--- START ---

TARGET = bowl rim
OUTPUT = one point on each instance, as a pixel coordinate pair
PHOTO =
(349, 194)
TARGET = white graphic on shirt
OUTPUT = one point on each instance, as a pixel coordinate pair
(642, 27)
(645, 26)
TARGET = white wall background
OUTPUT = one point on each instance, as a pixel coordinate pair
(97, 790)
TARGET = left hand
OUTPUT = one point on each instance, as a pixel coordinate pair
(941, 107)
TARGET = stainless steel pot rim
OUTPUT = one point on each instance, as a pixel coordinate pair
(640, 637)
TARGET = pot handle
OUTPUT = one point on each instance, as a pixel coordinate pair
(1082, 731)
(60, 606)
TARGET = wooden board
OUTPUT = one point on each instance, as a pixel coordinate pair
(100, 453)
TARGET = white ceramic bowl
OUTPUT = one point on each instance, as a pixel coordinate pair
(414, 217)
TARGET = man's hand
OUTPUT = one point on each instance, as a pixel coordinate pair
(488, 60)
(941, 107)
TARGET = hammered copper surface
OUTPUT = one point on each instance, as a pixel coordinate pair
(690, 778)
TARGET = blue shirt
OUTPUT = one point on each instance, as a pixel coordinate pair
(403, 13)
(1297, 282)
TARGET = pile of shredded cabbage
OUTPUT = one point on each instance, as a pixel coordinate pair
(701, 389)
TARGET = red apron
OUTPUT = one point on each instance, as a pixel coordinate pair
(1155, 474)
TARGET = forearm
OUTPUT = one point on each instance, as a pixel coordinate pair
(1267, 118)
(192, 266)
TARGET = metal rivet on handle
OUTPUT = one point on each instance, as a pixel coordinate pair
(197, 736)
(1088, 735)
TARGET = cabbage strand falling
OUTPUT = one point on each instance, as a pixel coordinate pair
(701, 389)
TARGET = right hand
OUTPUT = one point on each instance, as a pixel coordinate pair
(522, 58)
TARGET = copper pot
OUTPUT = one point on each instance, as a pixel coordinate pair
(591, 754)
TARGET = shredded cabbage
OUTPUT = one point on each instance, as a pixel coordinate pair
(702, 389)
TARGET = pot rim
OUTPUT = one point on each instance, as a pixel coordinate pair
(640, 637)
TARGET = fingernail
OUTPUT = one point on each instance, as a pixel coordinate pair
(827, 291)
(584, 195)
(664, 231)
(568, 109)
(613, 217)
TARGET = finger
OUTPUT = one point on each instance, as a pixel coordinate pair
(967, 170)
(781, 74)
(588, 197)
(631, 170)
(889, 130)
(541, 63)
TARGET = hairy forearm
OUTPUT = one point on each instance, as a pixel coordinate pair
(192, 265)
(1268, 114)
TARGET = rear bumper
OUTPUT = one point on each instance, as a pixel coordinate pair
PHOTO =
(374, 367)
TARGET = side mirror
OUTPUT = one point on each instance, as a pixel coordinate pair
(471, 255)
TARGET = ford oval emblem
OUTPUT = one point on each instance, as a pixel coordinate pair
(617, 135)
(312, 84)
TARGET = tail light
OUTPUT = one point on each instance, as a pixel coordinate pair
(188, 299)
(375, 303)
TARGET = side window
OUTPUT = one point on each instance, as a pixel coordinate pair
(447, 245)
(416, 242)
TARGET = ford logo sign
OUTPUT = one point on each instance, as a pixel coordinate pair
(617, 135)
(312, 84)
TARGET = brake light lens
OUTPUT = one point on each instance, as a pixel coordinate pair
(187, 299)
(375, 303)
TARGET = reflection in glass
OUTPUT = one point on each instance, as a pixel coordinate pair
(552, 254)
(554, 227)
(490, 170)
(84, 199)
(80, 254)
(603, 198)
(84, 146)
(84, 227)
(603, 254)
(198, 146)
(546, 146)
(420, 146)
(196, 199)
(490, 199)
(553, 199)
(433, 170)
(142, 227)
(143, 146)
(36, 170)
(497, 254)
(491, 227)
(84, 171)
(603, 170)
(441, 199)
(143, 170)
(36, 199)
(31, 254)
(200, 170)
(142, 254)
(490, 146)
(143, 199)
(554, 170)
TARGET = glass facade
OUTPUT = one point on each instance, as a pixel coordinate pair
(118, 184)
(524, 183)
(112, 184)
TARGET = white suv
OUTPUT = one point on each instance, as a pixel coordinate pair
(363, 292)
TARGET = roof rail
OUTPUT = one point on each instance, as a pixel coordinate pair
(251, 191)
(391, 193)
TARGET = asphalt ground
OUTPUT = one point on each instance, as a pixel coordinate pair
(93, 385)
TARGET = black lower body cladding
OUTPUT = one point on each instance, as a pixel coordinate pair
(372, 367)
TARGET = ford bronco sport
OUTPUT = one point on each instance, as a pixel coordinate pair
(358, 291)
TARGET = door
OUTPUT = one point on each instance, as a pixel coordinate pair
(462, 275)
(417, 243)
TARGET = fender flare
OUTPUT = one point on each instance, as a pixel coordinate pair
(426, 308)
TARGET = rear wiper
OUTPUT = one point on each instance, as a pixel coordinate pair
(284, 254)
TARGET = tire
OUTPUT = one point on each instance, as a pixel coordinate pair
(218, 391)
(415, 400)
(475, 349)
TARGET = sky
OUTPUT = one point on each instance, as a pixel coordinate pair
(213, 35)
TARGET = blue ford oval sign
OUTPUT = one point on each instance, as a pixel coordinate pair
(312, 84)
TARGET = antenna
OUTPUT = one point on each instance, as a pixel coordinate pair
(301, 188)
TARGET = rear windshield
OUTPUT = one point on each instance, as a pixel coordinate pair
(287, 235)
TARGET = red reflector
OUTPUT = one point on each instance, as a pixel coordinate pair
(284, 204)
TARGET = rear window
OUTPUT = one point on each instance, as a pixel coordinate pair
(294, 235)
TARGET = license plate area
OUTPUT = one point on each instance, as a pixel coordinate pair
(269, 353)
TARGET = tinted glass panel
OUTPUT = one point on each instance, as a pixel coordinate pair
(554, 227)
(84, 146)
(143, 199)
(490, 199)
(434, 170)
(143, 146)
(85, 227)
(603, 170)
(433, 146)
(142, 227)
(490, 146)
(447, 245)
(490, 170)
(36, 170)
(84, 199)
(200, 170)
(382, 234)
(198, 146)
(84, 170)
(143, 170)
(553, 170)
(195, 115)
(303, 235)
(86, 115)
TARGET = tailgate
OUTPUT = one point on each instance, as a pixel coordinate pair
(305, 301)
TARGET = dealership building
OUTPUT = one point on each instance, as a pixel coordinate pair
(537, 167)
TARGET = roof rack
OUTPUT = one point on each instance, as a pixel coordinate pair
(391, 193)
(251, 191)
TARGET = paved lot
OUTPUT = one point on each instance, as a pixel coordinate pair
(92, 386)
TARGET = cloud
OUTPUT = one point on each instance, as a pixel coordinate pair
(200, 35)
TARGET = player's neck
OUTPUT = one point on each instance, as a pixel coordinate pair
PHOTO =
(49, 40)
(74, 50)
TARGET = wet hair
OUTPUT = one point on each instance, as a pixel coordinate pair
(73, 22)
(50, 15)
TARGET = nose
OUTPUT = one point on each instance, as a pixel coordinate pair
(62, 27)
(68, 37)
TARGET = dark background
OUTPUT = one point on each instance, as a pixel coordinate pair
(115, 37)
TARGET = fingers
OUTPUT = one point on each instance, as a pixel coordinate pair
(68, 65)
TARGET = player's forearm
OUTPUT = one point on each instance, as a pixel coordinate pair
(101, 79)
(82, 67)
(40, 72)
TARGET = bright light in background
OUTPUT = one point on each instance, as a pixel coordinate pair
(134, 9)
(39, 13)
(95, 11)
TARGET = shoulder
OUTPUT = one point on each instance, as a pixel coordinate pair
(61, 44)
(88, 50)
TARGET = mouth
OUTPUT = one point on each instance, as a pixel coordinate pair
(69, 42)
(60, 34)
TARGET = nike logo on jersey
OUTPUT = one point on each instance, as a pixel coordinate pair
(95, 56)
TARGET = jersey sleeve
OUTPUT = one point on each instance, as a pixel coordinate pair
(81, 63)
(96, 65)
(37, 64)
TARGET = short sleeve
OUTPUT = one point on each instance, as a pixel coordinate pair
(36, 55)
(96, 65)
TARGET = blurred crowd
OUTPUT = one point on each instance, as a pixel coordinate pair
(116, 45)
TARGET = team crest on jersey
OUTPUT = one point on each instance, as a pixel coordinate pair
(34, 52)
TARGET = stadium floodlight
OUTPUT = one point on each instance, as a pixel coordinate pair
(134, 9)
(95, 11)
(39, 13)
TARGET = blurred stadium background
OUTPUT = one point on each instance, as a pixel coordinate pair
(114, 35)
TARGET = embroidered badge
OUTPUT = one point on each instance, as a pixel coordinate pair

--- END ---

• [Goal of the exercise] Only the lines from the one containing "TARGET = embroidered badge" to the end of the data should be printed, exactly as they stand.

• [Answer space]
TARGET = embroidered badge
OUTPUT = one point on each instance, as a pixel coordinate pair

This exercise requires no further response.